As we noted previously, the over-criminalization of America is a relatively recent trend. As Holly Harris notes:

It wasn’t always like this. In 1972, for every 100,000 U.S. residents, 161 were incarcerated. By 2015, that rate had more than quadrupled, with nearly 670 out of every 100,000 Americans behind bars.

The over-criminalization of America is rooted in federal laws and regulations, and state and local governments have followed suite. here is Harris's account:

The burgeoning U.S. prison population reflects a federal criminal code that has spiraled out of control. No one—not even the government itself—has ever been able to specify with any certainty the precise number of federal crimes defined by the 54 sections contained in the 27,000 or so pages of the U.S. Code. In the 1980s, lawyers at the Department of Justice attempted to tabulate the figure “for the express purpose of exposing the idiocy” of the criminal code, as one of them later put it. The best they were able to come up with was an educated guess of 3,000 crimes. Today, the conservative Heritage Foundation estimates that federal laws currently enumerate nearly 5,000 crimes, a number that grows every year.

 

Overcriminalization extends beyond the law books, partly because regulations are often backed by criminal penalties. That is the case for rules that govern matters as trivial as the sale of grated cheese, the precise composition of chicken Kiev dishes, and the washing of cars at the headquarters of the National Institutes of Health. State laws add tens of thousands more such crimes. Taken together, they push the total number of criminally punishable offenses in the United States into the hundreds of thousands. The long arm of the law reaches into nearly every aspect of American life. The legal scholar Harvey Silverglate has concluded that the typical American commits at least three federal felonies a day, simply by going through his or her normal routine.

Source data:
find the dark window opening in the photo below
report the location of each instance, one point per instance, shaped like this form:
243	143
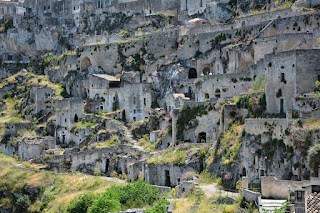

Problem statement:
Rewrite the over-criminalization text starting with "The burgeoning U.S." and going on through "grows every year.", replacing "criminal code" with "penal code" each time it appears.

Full answer:
The burgeoning U.S. prison population reflects a federal penal code that has spiraled out of control. No one—not even the government itself—has ever been able to specify with any certainty the precise number of federal crimes defined by the 54 sections contained in the 27,000 or so pages of the U.S. Code. In the 1980s, lawyers at the Department of Justice attempted to tabulate the figure “for the express purpose of exposing the idiocy” of the penal code, as one of them later put it. The best they were able to come up with was an educated guess of 3,000 crimes. Today, the conservative Heritage Foundation estimates that federal laws currently enumerate nearly 5,000 crimes, a number that grows every year.